___ Supplied material ___

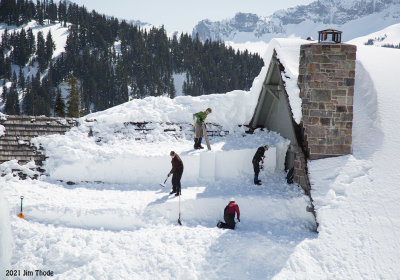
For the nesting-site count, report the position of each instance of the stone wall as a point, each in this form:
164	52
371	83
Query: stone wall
19	130
326	81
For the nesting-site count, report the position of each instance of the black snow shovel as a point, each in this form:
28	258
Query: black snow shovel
163	184
21	215
179	219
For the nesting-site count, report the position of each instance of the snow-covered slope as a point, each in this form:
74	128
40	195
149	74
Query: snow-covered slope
389	36
354	17
128	230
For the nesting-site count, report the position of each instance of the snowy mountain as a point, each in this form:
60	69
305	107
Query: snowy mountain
354	17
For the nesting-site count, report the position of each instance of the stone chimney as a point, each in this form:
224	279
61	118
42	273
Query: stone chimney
326	82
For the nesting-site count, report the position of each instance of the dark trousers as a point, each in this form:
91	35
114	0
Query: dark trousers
176	181
229	221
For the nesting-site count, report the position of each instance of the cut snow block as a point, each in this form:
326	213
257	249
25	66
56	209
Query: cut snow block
207	166
231	163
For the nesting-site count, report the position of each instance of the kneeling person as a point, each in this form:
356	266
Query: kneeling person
229	215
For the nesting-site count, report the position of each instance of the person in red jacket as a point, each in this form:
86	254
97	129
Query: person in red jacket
229	215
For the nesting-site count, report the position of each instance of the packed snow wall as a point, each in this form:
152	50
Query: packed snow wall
203	165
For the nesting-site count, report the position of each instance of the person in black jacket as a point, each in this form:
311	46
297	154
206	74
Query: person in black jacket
176	171
258	156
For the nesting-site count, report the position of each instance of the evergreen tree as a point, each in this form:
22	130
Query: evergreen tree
11	106
41	52
50	46
59	109
73	104
31	42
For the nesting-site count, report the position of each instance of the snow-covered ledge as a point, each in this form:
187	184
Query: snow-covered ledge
203	165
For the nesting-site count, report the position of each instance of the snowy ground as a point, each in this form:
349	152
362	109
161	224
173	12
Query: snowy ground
127	231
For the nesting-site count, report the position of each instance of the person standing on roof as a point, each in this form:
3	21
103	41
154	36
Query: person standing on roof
198	128
229	215
258	156
176	171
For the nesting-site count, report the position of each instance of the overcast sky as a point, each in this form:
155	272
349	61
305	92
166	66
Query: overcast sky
183	15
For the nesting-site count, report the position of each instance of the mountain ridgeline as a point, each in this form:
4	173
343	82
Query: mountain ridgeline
106	61
319	14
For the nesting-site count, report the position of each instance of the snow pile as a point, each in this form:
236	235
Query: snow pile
5	233
387	36
125	231
119	158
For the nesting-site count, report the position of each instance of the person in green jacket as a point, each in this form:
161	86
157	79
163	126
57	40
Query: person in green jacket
198	134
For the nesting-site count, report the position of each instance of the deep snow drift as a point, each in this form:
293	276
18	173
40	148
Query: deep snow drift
129	229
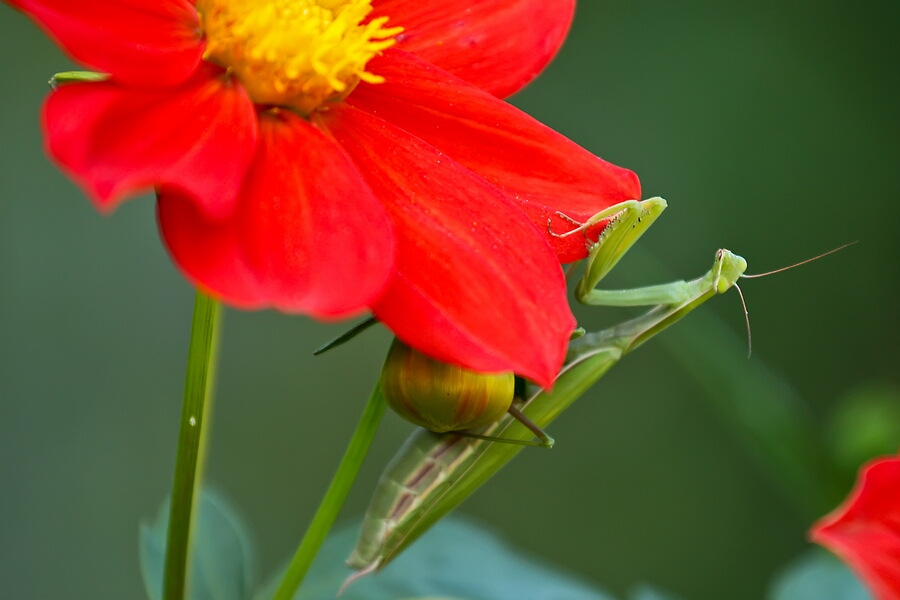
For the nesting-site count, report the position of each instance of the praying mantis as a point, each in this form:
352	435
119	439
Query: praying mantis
432	473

___

Aim: Go through the listing above and write it out again exactly, dropping the pictures.

Correct result:
For the nesting-site count, report the position of each instance of the stone wall as a point, each in this form:
164	52
371	83
Query: stone wall
19	130
326	81
For the nesting-site count, report the position of each instance of the black snow shovel as a point, each in this form:
28	258
Query: black snow shovel
163	184
21	215
179	219
For the nesting-site count, report the position of each instance of the snow-covered slope as a point, each in this form:
74	128
40	195
149	74
Query: snow-covered slope
389	36
354	17
128	230
For the nesting-site count, report the position of each instance of the snowy mountain as a point, each in this form:
60	69
305	107
Query: snowy mountain
354	17
For the nesting-site count, report the position of each instance of the stone chimney as a point, each in this form:
224	279
61	118
42	273
Query: stone chimney
326	82
For the nesting-site count, report the position of each instance of the dark trousers as a point, each in this form:
91	35
114	0
Query: dark trousers
176	181
229	221
For the nesting-site count, report the position of each instance of the cut snow block as a point, each in this form:
326	213
257	249
25	66
56	209
Query: cut snow block
207	166
231	163
For the nesting-site count, report the position of each instance of the kneeling person as a point, each in this form:
356	266
Query: kneeling person
229	215
For the nesting-site count, report the position of each instance of the person in red jacket as a point, each in this form:
86	254
97	129
Query: person in red jacket
229	215
For the nesting-site count, report the position of each instance of the packed snow wall as a point, each in this form:
152	50
Query: packed snow wall
203	165
For the nesting-site count, report the position of each instance of the person in black jacket as a point, each in this form:
311	46
297	154
206	74
Query: person in black jacket
176	171
258	156
For the nesting-site count, report the position of each instance of the evergreen tree as a point, each in this form:
22	130
Query: evergreen tree
11	106
41	52
50	46
59	109
73	104
31	42
For the nesting-site count, report the position of each instance of the snow-covered ledge as a point, each in this form:
187	184
Query: snow-covered ledge
203	165
For the nesting-site count, report the position of each instance of the snowy ground as a point, each in this form:
349	152
362	109
161	224
173	12
Query: snowy ground
127	231
For the nesting-site count, report the position of each instance of the person standing on roof as a point, each in this form:
3	21
103	41
154	36
Query: person standing on roof
198	128
229	215
258	156
176	171
For the nesting-site count, report the position of each instance of the overcast sky as a point, each in this form:
155	272
349	61
305	92
166	66
Query: overcast sky
183	15
For the nesting-site count, report the position of each instance of the mountain ridgeline as a point, each in this form:
4	173
343	82
Query: mountain ridgeline
106	61
319	14
For the nesting-site count, report the position of each instance of the snow pile as a point, each in this form:
236	235
Query: snow pile
5	233
387	36
125	231
119	158
For the nesting-site count, report the position of each instance of the person in green jacket as a point, each in this form:
161	86
157	79
163	126
57	40
Query: person in green jacket
198	134
For the nesting-site count, report the position of each instance of the deep snow drift as a point, each in this form:
293	276
18	173
40	148
Query: deep snow drift
129	229
For the nesting-site count, report the position of each instance of the praying mantis as a point, each in this form:
352	435
119	439
Query: praying mantis
432	473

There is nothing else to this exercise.